Required work: Please reproduce the records below word for word, starting at the line that contains "Annotation task — pin every instance of the metal" and continuing through the final line of the records, with both of those lines included.

Raw records:
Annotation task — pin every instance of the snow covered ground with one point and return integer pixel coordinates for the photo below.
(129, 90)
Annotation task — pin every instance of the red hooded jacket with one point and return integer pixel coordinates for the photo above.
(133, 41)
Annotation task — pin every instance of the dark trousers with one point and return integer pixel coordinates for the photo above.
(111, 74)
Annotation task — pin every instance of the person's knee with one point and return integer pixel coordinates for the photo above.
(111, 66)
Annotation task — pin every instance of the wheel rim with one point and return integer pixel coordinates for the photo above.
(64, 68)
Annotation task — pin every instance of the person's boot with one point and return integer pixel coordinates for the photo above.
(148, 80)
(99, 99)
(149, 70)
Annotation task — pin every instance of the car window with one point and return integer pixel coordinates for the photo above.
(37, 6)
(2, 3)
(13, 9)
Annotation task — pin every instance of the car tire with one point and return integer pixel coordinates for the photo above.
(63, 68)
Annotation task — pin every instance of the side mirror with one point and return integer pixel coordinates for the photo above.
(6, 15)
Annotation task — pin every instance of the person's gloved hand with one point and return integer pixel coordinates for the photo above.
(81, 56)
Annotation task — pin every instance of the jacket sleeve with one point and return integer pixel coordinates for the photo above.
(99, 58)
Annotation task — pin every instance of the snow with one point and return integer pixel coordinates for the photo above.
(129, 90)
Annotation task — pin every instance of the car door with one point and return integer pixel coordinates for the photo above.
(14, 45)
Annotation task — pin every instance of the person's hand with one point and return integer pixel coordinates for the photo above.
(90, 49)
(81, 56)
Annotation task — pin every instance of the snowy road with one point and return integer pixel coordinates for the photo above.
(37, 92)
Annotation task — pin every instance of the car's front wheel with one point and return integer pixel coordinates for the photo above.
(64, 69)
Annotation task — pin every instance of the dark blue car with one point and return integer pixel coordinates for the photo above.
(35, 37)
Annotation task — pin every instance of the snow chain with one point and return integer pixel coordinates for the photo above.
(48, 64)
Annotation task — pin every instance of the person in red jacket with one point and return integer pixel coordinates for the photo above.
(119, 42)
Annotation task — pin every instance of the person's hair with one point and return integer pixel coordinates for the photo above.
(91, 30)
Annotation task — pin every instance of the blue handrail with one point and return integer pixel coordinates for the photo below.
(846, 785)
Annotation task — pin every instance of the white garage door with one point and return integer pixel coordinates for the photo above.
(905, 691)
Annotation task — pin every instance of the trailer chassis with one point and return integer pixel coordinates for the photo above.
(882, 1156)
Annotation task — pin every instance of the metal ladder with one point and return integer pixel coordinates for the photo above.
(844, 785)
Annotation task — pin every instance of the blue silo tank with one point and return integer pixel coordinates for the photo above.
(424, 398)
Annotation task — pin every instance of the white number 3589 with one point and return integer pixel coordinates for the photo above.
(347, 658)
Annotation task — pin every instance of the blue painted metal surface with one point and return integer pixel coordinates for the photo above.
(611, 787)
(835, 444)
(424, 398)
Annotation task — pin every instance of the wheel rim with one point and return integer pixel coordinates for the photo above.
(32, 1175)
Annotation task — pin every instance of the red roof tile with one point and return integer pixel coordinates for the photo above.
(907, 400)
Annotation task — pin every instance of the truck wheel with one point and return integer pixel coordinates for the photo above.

Solution to the problem:
Annotation task — pin every instance of the metal ladder with one point and return integer pixel coordinates for the photo above.
(844, 785)
Annotation task — pin every instance of the blue silo tank with one point and return integer pixel coordinates for the photo above.
(424, 398)
Annotation task — pin every instance of the white number 3589 with one point and return integer pixel coordinates for the photo above.
(347, 658)
Annotation task — pin every instance of the blue painted metal surface with one point and return integer pixel coordinates for the photo above.
(611, 787)
(835, 444)
(424, 398)
Annotation task — pin every instance of the wheel rim with one point and return integer pixel coordinates for the photo above.
(32, 1175)
Annotation task — pin every instance of the red roof tile with one point and return integer pixel coordinates for the photo above.
(907, 400)
Annotation task — pin every instance of the truck wheel with one point and return integer pixel coordinates for the photo above.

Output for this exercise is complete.